- [GOAL OF THE EXERCISE]
Please carry on the forum thread about Spain's purchase of the Predator B Reaper system, starting after its last line.

- [DOCUMENT SEGMENT]

# Spain to Acquire Predator Bs (Reapers)



## dimsum (23 Feb 2016)

> General Atomics Aeronautical Systems, Inc.  has announced its notification of Spain’s selection of the Predator B/MQ-9 Reaper RPA system to support the nation’s airborne surveillance and reconnaissance requirements.The Spanish Ministry of Defence has awarded GA-ASI the delivery of one Predator B RPA system for the Spanish Armed Forces to include four aircraft equipped with MTS-B Electro-optical/ Infrared (EO/IR) sensors and GA-ASI’s Block 20A Lynx Multi-mode Radar, two Block 30 Ground Control Stations (GCS), and Satellite Communications (SATCOM) and Line-of-Sight (LOS) data link capabilities by means of a Spanish-U.S. Foreign Military Sales (FMS) agreement.



Spain will get 4 airframes and 2 Ground Control Stations.  It doesn't mention whether those will be weaponized.  As a friend posted on FB regarding this:

"Spain enters the modern era of air warfare while the RCAF has to wait until a long range, high endurance, low-medium-high altitude, high speed, search and rescue/humanitarian relief capable, fully autonomous/directly controlled, line-of-sight/satcom, over-land/water/Arctic, weapons capable, UAV with EO/IR, EW, ESM, SAR, and power windows is available at Dollarama."

- [LISTING]
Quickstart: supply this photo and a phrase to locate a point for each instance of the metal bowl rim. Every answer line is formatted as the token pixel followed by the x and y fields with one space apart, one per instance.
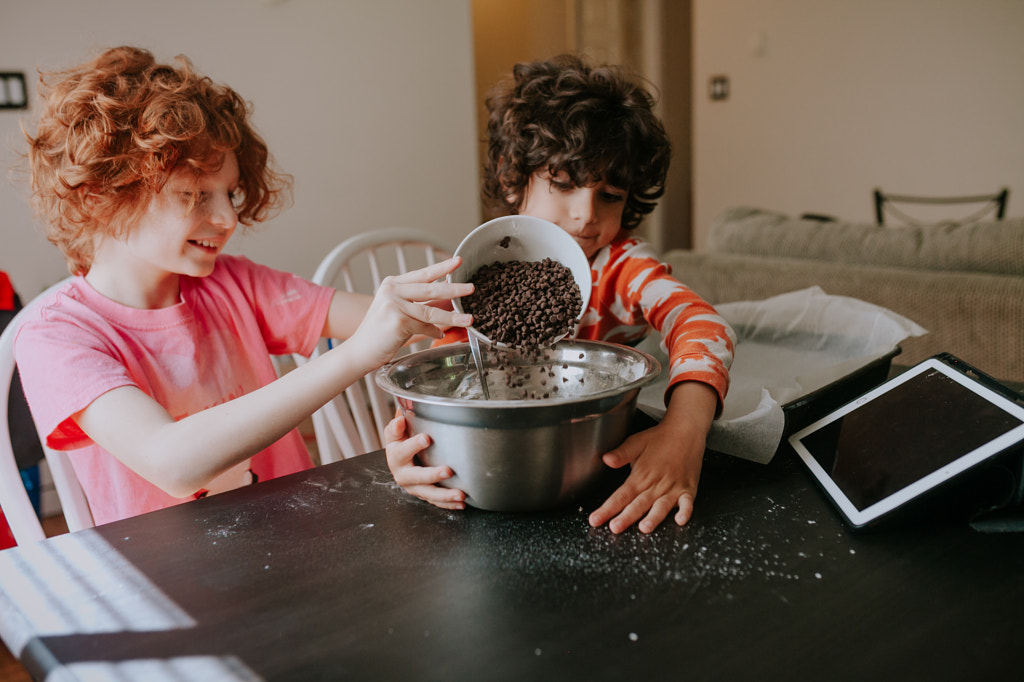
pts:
pixel 651 364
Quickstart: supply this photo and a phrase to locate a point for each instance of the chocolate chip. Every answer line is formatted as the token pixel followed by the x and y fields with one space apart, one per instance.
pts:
pixel 523 304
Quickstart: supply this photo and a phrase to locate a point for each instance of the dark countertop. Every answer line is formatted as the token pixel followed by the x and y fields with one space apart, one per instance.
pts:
pixel 337 573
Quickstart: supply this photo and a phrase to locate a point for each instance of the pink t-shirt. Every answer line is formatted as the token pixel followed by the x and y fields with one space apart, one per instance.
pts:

- [THE RESPONSE]
http://www.uasvision.com/2016/02/18/spain-to-acquire-predator-b/


----------



## Eye In The Sky (24 Feb 2016)

Dimsum said:
			
		

> "Spain enters the modern era of air warfare while the RCAF has to wait until a long range, high endurance, low-medium-high altitude, high speed, search and rescue/humanitarian relief capable, fully autonomous/directly controlled, line-of-sight/satcom, over-land/water/Arctic, weapons capable, UAV with EO/IR, EW, ESM, SAR, and power windows is available at Dollarama."



True _and_ funny!!


----------



## Sub_Guy (24 Feb 2016)

I find it sad and depressing...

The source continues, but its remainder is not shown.